> [Your objective]: Word for word, repeat each record that follows.

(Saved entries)
************

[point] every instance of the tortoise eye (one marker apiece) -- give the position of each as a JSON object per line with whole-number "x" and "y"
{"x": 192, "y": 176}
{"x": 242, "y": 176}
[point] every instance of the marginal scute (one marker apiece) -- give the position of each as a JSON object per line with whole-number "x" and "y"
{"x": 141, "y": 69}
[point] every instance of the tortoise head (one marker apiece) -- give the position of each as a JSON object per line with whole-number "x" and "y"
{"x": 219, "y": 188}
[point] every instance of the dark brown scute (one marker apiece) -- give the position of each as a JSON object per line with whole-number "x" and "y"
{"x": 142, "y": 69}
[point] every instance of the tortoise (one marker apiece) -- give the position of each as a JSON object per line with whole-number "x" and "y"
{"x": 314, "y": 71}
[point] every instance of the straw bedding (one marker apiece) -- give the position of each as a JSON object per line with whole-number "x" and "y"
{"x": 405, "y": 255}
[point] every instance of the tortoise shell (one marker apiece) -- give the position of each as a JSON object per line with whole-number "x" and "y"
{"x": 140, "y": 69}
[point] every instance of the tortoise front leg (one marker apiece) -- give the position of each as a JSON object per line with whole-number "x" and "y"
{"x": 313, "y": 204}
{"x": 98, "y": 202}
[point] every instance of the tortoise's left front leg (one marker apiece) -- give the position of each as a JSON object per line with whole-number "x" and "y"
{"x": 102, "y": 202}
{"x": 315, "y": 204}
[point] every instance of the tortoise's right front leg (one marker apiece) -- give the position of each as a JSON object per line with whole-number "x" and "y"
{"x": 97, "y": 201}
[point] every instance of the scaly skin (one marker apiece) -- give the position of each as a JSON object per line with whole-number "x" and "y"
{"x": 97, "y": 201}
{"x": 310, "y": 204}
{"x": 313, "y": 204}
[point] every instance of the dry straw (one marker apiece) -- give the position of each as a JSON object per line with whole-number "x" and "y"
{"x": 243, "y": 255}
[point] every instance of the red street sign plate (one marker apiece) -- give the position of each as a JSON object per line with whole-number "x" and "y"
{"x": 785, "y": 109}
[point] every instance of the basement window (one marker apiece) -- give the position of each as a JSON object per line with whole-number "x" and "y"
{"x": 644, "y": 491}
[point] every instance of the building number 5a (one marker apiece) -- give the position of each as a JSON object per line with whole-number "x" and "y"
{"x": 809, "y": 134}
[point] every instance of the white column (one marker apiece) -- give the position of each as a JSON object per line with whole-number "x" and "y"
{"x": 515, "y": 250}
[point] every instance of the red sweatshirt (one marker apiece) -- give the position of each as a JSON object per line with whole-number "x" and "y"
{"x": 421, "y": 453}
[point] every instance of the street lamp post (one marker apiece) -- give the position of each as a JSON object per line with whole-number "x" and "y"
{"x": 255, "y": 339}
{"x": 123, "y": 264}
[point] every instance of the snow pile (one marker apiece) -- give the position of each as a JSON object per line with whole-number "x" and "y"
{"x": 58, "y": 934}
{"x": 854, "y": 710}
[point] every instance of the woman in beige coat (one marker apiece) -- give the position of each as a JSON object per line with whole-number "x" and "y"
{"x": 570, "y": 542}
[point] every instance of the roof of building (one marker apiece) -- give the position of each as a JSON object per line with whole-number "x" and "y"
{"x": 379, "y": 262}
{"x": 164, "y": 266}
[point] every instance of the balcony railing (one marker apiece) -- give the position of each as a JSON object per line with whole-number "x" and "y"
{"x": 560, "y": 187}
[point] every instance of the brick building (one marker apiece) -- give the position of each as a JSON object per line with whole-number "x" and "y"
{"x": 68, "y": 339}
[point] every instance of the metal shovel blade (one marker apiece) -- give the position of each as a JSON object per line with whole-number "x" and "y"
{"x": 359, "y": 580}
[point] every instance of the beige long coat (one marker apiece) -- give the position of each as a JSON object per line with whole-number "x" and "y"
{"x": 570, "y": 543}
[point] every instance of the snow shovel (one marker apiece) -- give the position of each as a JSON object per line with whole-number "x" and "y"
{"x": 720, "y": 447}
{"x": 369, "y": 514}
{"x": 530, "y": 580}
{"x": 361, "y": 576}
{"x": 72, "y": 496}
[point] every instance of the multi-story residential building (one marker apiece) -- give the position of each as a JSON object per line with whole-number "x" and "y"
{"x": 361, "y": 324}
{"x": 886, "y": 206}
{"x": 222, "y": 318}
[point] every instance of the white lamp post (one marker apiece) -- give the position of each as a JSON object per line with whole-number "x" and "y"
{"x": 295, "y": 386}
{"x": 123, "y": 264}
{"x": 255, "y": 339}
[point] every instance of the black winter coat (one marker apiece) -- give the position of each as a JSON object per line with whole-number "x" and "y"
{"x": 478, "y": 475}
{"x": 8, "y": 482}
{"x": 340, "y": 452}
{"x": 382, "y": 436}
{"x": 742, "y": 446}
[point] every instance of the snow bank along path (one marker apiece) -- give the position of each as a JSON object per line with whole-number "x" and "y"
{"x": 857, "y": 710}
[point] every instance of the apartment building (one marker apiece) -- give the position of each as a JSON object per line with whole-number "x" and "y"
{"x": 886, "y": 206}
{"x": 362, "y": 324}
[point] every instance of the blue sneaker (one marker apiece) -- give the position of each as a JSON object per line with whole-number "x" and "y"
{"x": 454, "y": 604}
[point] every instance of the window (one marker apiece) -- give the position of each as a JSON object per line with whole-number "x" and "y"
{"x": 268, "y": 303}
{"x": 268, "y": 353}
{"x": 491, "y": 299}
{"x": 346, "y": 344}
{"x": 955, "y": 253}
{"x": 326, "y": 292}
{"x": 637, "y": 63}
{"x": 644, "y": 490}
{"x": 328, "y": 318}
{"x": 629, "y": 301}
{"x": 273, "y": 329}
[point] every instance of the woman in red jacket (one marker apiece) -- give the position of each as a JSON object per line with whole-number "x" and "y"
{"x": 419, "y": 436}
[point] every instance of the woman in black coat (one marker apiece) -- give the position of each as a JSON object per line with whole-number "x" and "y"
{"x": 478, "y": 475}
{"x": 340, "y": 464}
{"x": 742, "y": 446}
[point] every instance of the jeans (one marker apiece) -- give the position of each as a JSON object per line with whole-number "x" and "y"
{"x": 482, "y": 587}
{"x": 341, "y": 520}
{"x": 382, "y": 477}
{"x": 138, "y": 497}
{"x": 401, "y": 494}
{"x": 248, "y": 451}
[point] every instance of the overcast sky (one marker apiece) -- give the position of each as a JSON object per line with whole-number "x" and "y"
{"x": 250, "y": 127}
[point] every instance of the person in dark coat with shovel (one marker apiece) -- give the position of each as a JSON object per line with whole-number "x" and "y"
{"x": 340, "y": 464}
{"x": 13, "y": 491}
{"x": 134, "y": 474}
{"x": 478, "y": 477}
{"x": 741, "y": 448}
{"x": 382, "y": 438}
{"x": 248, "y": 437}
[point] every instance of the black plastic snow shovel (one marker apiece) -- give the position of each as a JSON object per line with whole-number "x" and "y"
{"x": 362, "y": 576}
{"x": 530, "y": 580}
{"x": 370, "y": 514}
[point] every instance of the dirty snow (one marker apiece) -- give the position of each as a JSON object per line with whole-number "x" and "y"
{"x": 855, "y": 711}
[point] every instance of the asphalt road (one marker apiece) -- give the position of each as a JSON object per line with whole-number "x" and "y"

************

> [Answer box]:
[point] every instance of the tortoise eye (one marker apiece) -- give the position of each as a JSON object per line with whole-number "x" and "y"
{"x": 192, "y": 176}
{"x": 242, "y": 176}
[point] every instance of the marginal scute (one marker apiece) -- give the position of each as a JSON object per line with whole-number "x" and "y"
{"x": 141, "y": 69}
[point] every instance of the tortoise head (one marker apiece) -- give the position of each as a JSON object per line with whole-number "x" and "y"
{"x": 219, "y": 188}
[point] every instance of the dark brown scute (one marker apiece) -- give the position of each as a JSON object per line with whole-number "x" and "y"
{"x": 142, "y": 69}
[point] every instance of the tortoise (one marker apiece) -- give the position of each as a JSON object per line with whole-number "x" and "y"
{"x": 314, "y": 71}
[point] every instance of the straw bedding (one marker apiece) -- give the position of each as a JSON object per line with whole-number "x" and "y"
{"x": 405, "y": 255}
[point] every instance of the tortoise shell (one marker apiece) -- give the position of each as a JSON object per line with whole-number "x" and "y"
{"x": 140, "y": 69}
[point] every instance of the tortoise front leg (one marker apiece) -- give the position of each as a JSON object per line with whole-number "x" and "y"
{"x": 313, "y": 204}
{"x": 98, "y": 202}
[point] every instance of the tortoise's left front leg (one marker apiece) -- give the position of each as a JSON object per line with whole-number "x" and "y"
{"x": 102, "y": 202}
{"x": 315, "y": 204}
[point] every instance of the tortoise's right front leg (one marker apiece) -- give the position of each as a JSON object per line with whole-number "x" and "y"
{"x": 97, "y": 201}
[point] every instance of the scaly skin (one marker apiece) -- give the position of each as a JSON object per line with whole-number "x" and "y"
{"x": 97, "y": 201}
{"x": 310, "y": 204}
{"x": 313, "y": 204}
[point] every instance of the dry straw (one marker apiece) -- give the position of each as a JSON object per line with whole-number "x" and "y"
{"x": 243, "y": 255}
[point] every instance of the red street sign plate (one marker apiece) -- give the position of each as a JSON object per line with whole-number "x" and "y"
{"x": 785, "y": 109}
[point] every instance of the basement window (one marker apiece) -- give the position of each as a JSON object per line with whole-number "x" and "y"
{"x": 644, "y": 491}
[point] every instance of the building number 5a (one marker apiece) -- give the position of each as a JSON object per line with whole-number "x" and "y"
{"x": 809, "y": 134}
[point] every instance of the white column (one marker apiece) -- give the position of each as a JSON object per line with whole-number "x" and "y"
{"x": 515, "y": 250}
[point] every instance of the red sweatshirt (one marker apiece) -- give the position of each as a JSON object per line with whole-number "x" and "y"
{"x": 421, "y": 453}
[point] every instance of the street lamp post (one marker apiece) -- give the position of each as a JSON object per line with whole-number "x" and "y"
{"x": 255, "y": 339}
{"x": 123, "y": 264}
[point] every instance of the snow pile (one marker apiece) -- give the position of each as a JSON object per line with whole-number "x" and "y"
{"x": 58, "y": 934}
{"x": 854, "y": 710}
[point] every instance of the woman in beige coat (one marker apiece) -- give the position of each as a JSON object per line with whole-number "x" and "y"
{"x": 570, "y": 542}
[point] every instance of the roof of building (one marker apiece) -- give the position of each as a JSON object per line with whole-number "x" and "y"
{"x": 379, "y": 262}
{"x": 164, "y": 266}
[point] every instance of the balcony railing (one marker apiece) -- give the position of each as a JSON object per line with whole-number "x" and "y"
{"x": 560, "y": 187}
[point] every instance of the brick building (one marker apiece) -- give the position of each as a JSON object per line with whole-number "x" and "y"
{"x": 68, "y": 339}
[point] every instance of the metal shovel blade (one marker apiece) -- give the position of each as a JSON object per line with whole-number "x" and "y"
{"x": 359, "y": 580}
[point] every instance of the beige long coat (one marker apiece) -- give the position of each as a JSON object per line with whole-number "x" and "y"
{"x": 570, "y": 543}
[point] every instance of the snow shovel (one marker apiece) -- give the position of each as a JSON object per line with whole-number "x" and "y"
{"x": 720, "y": 447}
{"x": 369, "y": 514}
{"x": 530, "y": 580}
{"x": 361, "y": 576}
{"x": 72, "y": 496}
[point] every instance of the multi-story residential building (one marker apiece) -- give the position of each as a JSON object per line with whole-number "x" and "y"
{"x": 361, "y": 324}
{"x": 886, "y": 206}
{"x": 222, "y": 318}
[point] every instance of the white lamp post (one marker apiece) -- give the position of each as a JSON object per line with whole-number "x" and "y"
{"x": 295, "y": 386}
{"x": 123, "y": 264}
{"x": 255, "y": 339}
[point] every instance of the black winter coat (one marker apiece) -- give the position of each as a JSON object per line with whole-number "x" and "y"
{"x": 478, "y": 475}
{"x": 8, "y": 482}
{"x": 340, "y": 452}
{"x": 382, "y": 436}
{"x": 742, "y": 446}
[point] every instance of the snow bank along path (one marker apiece) -- give the position of each as a JSON object per line with whole-number "x" and "y"
{"x": 857, "y": 710}
[point] every instance of the apartment building (one marker apiece) -- give the position of each as a JSON object per line with whole-number "x" and "y"
{"x": 886, "y": 206}
{"x": 362, "y": 324}
[point] every instance of the blue sneaker (one marker apiece) -- give the position of each as a JSON object per line with whole-number "x" and "y"
{"x": 454, "y": 604}
[point] every instance of the window (one marker apiece) -- give the position of each as a JSON object per line with whole-number "x" and "y"
{"x": 268, "y": 303}
{"x": 268, "y": 353}
{"x": 491, "y": 299}
{"x": 346, "y": 344}
{"x": 955, "y": 253}
{"x": 326, "y": 292}
{"x": 637, "y": 63}
{"x": 644, "y": 490}
{"x": 328, "y": 318}
{"x": 629, "y": 301}
{"x": 273, "y": 329}
[point] every instance of the woman in red jacket (one marker apiece) -- give the position of each as a JSON object per line with whole-number "x" and "y"
{"x": 419, "y": 436}
[point] every instance of the woman in black coat (one marker apiece) -- give the position of each as a JSON object per line with whole-number "x" and "y"
{"x": 478, "y": 475}
{"x": 340, "y": 464}
{"x": 742, "y": 446}
[point] every instance of the jeans (one marker apiece) -- give the position of each as a JSON object per line with whole-number "x" and "y"
{"x": 482, "y": 587}
{"x": 341, "y": 520}
{"x": 382, "y": 477}
{"x": 138, "y": 497}
{"x": 401, "y": 494}
{"x": 248, "y": 451}
[point] every instance of the overcast sky (one marker apiece) -- give the position of each as a JSON object per line with whole-number "x" and "y"
{"x": 250, "y": 127}
[point] every instance of the person in dark coat with shovel (one marker apiece) -- give the position of each as a JSON object per line with whole-number "x" and "y"
{"x": 340, "y": 464}
{"x": 13, "y": 491}
{"x": 134, "y": 474}
{"x": 478, "y": 477}
{"x": 741, "y": 448}
{"x": 382, "y": 438}
{"x": 248, "y": 437}
[point] every instance of the black plastic snow shovel (one marker apiece) -- give the position of each as a JSON object per line with whole-number "x" and "y"
{"x": 362, "y": 576}
{"x": 530, "y": 580}
{"x": 370, "y": 514}
[point] every instance of the dirty snow (one marker apiece) -- give the position of each as a JSON object per line with whole-number "x" and "y"
{"x": 855, "y": 711}
[point] every instance of the asphalt road (one marker apiece) -- give the position of each as a JSON object per line with whole-number "x" and "y"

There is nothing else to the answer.